• CONSEGNA: Cita parola per parola il passo del testo sulla salute dei detenuti che va da "Il 21% dei detenuti" fino a "sottoporsi al test.".

#### TESTO FORNITO ####

Il 21% dei detenuti sono tossicodipendenti, il 15% hanno problemi di
masticazione, altrettanti soffrono di depressione e altri disturbi psichiatrici,
il 13% di malattie osteo articolari, il 10% malattie del fegato, per limitarsi
alle cinque patologie maggiormente diffuse. La tossicodipendenza è spesso
associata a Aids, epatite C e disturbi mentali. «Si deve osservare — sottolinea
il rapporto — che le psicopatie, certe malattie infettive e quelle dell'apparato
gastroenterico sono presenti con percentuali notevolmente superiori a quelle
osservate in libertà». Le persone con Hiv sono 1008, il 2,07% della popolazione
carceraria complessiva. Ma l'infezione è molto più diffusa di quanto rivelino le
cartelle cliniche. Solo il 30-40% dei detenuti accettano di sottoporsi al test.

#### RECORD FORNITI ####

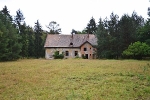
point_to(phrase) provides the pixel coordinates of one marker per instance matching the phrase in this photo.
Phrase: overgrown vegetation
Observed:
(75, 79)
(19, 40)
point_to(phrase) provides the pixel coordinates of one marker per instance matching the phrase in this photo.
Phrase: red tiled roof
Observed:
(65, 40)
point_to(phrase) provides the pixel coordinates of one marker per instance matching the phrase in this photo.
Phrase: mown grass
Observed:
(75, 79)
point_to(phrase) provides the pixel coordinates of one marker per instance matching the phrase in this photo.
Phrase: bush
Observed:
(57, 55)
(137, 50)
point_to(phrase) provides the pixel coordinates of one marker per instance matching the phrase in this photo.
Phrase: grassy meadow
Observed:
(75, 79)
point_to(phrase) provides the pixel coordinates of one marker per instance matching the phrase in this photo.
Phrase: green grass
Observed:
(75, 79)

####

• SOLUZIONE:
Il 21% dei detenuti sono tossicodipendenti, il 15% hanno problemi di
masticazione, altrettanti soffrono di depressione e altri disturbi psichiatrici,
il 13% di malattie osteo articolari, il 10% malattie del fegato, per limitarsi
alle cinque patologie maggiormente diffuse. La tossicodipendenza è spesso
associata a Aids, epatite C e disturbi mentali. «Si deve osservare — sottolinea
il rapporto — che le psicopatie, certe malattie infettive e quelle dell'apparato
gastroenterico sono presenti con percentuali notevolmente superiori a quelle
osservate in libertà». Le persone con Hiv sono 1008, il 2,07% della popolazione
carceraria complessiva. Ma l'infezione è molto più diffusa di quanto rivelino le
cartelle cliniche. Solo il 30-40% dei detenuti accettano di sottoporsi al test.